» **OBJECTIVE**:
Add 109 to every coordinate in the answer points, and reproduce every line of the data, beginning at the line that contains "Where can the black" and continuing through the end of the data. Leave the sample coordinates unchanged.

» **EXTRACTED DATA**:
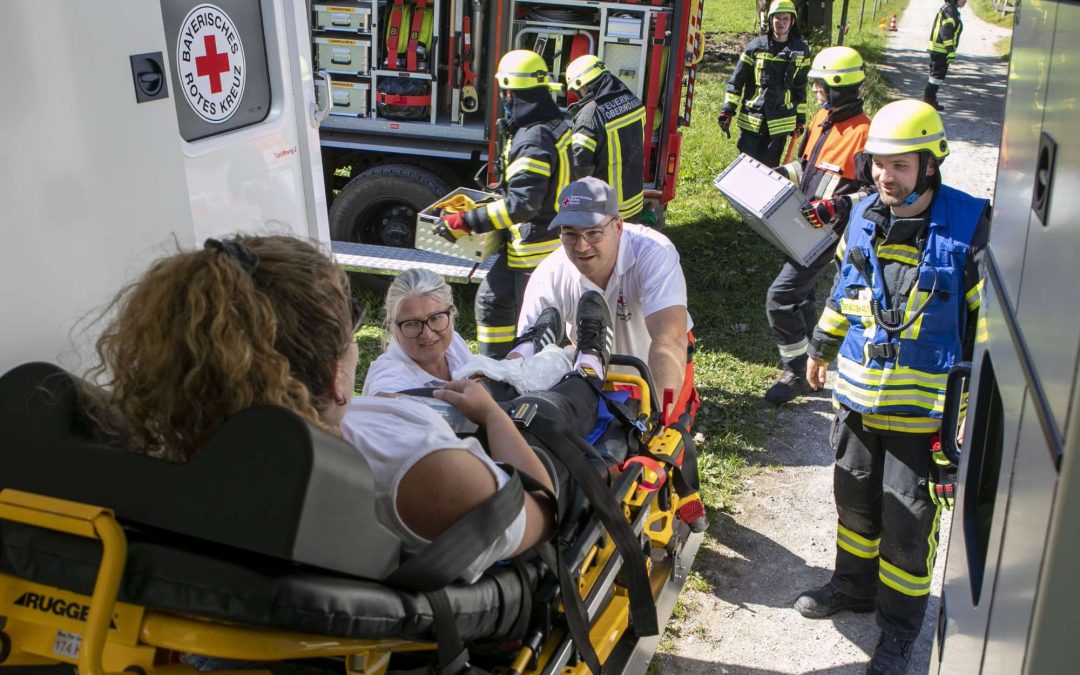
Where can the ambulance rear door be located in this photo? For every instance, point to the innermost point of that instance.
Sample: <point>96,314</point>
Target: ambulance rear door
<point>245,109</point>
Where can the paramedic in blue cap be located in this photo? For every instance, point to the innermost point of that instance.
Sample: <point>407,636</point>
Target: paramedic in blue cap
<point>637,271</point>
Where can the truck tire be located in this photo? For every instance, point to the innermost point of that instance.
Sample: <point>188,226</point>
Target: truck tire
<point>379,205</point>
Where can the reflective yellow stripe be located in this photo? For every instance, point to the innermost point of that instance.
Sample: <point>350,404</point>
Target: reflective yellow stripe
<point>498,214</point>
<point>834,323</point>
<point>495,334</point>
<point>901,423</point>
<point>899,580</point>
<point>855,543</point>
<point>974,297</point>
<point>901,253</point>
<point>896,376</point>
<point>524,163</point>
<point>584,142</point>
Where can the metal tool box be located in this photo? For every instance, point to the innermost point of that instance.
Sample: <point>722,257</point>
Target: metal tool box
<point>342,18</point>
<point>771,205</point>
<point>474,247</point>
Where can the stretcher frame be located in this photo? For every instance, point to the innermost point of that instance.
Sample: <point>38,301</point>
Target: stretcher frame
<point>98,634</point>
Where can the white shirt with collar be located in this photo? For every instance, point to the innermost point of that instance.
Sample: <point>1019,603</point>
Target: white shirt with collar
<point>647,278</point>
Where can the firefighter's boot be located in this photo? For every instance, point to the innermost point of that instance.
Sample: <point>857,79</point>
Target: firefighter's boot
<point>827,601</point>
<point>791,383</point>
<point>890,656</point>
<point>595,335</point>
<point>930,95</point>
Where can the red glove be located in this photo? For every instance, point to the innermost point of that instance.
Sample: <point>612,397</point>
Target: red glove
<point>820,212</point>
<point>453,227</point>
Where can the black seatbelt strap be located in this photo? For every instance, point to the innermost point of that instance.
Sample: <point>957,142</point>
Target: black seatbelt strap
<point>446,558</point>
<point>570,449</point>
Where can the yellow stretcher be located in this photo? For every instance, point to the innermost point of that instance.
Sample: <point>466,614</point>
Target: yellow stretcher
<point>265,549</point>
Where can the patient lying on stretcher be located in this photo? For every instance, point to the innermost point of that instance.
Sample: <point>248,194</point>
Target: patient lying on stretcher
<point>269,320</point>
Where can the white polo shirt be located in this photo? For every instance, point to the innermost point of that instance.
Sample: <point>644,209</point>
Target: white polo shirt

» **ANSWER FOR THIS EXERCISE**:
Where can the black seatbelt strap be located in this photo? For every instance, point to the innermost point of that instance.
Sample: <point>957,142</point>
Target: black seatbelt strap
<point>555,667</point>
<point>679,558</point>
Where can the yellow stretcher be located in this photo? For every instance, point to the innermost point of that instance.
Sample: <point>466,614</point>
Target: yellow stretcher
<point>374,658</point>
Where can the patient lying on stretcher be located in this photo? For every instance, point to the innermost point of that instance.
Sample: <point>248,194</point>
Target: patient lying on stretcher
<point>378,429</point>
Where can the white polo shirt be located in this photo? For every instance, point to the innermost point of that instance.
Sample: <point>644,209</point>
Target: white polo shirt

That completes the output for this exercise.